Saved entries:

-------------------------

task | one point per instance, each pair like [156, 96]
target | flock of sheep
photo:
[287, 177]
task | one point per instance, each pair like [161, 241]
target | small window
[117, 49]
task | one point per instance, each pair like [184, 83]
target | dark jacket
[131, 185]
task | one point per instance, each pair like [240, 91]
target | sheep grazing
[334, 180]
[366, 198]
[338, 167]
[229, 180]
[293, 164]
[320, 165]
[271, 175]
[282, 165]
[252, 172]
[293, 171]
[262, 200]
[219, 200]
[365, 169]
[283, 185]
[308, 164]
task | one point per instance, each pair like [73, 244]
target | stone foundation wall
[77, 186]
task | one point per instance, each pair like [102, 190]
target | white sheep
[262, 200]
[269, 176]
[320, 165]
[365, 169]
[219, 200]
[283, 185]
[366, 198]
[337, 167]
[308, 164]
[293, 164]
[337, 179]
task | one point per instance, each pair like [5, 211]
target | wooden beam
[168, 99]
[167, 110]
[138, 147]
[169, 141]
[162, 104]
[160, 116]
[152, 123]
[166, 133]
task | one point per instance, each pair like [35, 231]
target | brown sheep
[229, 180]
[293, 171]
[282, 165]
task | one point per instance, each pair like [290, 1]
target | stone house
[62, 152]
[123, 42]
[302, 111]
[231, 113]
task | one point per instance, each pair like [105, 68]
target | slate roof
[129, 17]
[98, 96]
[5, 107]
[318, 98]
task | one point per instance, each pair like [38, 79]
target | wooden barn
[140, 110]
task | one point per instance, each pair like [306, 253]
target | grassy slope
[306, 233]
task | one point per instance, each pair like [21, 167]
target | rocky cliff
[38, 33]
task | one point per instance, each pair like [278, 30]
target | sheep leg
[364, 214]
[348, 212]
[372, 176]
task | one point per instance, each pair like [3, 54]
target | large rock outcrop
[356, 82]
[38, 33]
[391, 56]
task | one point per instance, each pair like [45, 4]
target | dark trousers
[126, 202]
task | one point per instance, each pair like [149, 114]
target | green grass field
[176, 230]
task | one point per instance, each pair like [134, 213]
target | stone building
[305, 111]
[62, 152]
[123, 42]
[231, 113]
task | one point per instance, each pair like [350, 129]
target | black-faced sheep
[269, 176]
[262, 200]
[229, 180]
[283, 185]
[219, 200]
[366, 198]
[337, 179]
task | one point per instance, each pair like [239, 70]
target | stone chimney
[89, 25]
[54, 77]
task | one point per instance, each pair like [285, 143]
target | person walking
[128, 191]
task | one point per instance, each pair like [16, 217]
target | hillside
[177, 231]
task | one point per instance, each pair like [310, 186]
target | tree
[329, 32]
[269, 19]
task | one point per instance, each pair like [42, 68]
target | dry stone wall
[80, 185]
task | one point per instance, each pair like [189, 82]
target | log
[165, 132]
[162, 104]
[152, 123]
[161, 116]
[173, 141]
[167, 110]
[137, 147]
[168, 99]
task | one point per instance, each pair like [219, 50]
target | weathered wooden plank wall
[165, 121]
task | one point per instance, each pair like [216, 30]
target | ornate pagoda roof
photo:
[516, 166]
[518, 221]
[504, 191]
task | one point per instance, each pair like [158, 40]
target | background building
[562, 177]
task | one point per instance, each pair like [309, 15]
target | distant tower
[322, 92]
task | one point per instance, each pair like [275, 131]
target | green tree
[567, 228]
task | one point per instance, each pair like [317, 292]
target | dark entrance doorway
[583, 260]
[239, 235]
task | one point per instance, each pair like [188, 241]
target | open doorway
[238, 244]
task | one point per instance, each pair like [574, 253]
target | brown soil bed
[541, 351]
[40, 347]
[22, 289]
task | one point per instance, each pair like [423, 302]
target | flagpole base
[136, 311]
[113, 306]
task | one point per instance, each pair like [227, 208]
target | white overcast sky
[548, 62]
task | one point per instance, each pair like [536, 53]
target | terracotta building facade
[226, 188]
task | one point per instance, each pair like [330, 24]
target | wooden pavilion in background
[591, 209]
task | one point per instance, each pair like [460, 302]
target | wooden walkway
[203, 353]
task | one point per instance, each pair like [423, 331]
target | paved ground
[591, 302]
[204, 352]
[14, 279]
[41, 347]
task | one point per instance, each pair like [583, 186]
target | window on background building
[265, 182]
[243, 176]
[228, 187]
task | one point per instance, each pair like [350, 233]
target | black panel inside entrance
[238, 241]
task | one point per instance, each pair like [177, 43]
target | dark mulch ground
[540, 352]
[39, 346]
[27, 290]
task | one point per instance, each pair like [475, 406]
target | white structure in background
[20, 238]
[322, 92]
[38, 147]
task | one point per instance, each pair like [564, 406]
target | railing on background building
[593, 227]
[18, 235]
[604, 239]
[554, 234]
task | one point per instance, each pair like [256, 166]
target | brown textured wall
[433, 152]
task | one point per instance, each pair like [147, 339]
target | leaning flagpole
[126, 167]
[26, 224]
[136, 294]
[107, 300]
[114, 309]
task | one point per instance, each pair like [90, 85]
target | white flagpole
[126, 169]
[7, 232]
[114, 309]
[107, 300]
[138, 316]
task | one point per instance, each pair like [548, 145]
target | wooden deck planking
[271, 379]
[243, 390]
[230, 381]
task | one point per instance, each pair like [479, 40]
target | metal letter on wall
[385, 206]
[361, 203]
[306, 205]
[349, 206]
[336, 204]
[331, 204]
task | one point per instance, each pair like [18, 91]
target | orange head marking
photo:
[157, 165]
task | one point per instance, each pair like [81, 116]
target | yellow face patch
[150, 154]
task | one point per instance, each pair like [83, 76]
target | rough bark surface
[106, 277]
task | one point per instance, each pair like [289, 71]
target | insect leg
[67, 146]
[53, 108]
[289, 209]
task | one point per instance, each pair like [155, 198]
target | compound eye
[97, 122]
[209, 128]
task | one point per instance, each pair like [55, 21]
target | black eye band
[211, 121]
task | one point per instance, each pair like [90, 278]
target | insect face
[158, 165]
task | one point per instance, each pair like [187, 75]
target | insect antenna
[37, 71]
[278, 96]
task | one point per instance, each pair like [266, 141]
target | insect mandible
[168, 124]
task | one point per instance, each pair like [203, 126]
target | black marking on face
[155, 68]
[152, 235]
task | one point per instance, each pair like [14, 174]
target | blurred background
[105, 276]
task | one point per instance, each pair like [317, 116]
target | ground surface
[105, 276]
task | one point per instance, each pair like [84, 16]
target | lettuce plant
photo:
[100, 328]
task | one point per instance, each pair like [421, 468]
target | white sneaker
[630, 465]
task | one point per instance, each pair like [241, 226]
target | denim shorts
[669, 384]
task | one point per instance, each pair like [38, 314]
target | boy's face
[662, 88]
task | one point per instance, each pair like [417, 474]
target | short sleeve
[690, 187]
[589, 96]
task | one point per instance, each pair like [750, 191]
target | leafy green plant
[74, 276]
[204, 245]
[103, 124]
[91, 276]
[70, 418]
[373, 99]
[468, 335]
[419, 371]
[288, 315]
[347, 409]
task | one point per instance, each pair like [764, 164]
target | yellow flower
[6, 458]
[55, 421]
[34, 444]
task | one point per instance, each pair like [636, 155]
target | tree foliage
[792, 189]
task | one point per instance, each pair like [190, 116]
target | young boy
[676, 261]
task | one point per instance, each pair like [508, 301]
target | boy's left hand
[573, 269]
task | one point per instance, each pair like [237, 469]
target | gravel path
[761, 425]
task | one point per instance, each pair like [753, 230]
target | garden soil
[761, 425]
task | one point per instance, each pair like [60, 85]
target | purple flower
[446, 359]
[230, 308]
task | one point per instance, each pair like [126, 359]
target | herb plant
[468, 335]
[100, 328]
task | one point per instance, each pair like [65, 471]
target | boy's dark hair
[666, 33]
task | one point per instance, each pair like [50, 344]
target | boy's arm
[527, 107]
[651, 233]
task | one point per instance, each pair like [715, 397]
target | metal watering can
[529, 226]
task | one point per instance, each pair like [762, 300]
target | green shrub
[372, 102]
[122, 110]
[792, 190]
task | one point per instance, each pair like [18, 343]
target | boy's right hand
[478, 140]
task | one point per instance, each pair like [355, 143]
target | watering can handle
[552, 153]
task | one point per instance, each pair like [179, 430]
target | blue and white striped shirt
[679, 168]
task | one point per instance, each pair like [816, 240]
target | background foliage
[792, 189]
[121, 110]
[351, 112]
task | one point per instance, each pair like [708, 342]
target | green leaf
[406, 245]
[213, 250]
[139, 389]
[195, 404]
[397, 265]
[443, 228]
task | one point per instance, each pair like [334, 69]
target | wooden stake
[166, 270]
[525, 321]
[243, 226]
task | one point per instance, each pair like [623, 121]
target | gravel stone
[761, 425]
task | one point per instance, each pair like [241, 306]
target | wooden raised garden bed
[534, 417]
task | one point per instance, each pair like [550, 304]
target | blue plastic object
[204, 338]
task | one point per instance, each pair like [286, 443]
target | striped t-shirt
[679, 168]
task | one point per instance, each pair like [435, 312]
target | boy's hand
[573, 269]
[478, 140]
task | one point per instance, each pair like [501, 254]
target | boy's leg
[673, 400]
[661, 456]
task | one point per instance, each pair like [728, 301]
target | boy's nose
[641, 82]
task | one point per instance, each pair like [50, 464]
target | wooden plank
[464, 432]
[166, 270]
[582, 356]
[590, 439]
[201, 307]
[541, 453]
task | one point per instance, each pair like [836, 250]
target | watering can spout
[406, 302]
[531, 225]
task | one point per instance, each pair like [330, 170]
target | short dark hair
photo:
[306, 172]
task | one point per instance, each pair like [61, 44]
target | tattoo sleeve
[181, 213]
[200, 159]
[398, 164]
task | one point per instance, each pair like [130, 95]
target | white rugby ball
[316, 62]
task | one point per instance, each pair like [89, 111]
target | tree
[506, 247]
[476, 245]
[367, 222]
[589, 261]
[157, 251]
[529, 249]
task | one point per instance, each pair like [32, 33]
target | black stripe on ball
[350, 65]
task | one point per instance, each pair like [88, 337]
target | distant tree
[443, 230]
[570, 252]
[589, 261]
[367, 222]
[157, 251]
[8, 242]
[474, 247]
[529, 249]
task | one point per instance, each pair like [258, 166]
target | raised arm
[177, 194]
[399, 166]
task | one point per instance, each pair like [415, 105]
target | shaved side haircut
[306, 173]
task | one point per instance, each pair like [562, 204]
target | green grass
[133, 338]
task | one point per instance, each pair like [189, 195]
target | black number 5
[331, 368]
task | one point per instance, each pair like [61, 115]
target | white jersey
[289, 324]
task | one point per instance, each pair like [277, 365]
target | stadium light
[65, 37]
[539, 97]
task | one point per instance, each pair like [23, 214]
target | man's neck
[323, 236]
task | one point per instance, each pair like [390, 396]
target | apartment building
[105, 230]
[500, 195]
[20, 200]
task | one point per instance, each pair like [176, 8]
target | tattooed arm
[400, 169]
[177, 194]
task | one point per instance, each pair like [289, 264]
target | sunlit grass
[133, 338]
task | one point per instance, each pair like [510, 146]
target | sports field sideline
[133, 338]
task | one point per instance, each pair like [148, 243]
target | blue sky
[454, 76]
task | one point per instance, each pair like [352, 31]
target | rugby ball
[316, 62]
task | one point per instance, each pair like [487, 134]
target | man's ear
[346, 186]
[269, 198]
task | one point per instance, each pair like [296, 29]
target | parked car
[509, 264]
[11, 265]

-------------------------

* _ACTIVITY_
Looking at the entries above, can you reproduce exactly the lines from the one that holds "task | one point per instance, each pair like [306, 253]" through the one that holds "task | one point per instance, each pair like [134, 213]", and only those?

* _OUTPUT BELOW_
task | one point per instance, each pair like [306, 253]
target | grassy slope
[306, 233]
task | one point per instance, each pair like [21, 167]
target | rocky cliff
[38, 33]
task | one point per instance, each pair like [278, 30]
target | sheep leg
[364, 214]
[348, 212]
[372, 176]
task | one point per instance, each pair like [3, 54]
target | large rock outcrop
[356, 82]
[38, 33]
[391, 56]
task | one point per instance, each pair like [45, 4]
target | dark trousers
[126, 202]
task | one point per instance, each pair like [149, 114]
target | green grass field
[176, 230]
task | one point per instance, each pair like [134, 213]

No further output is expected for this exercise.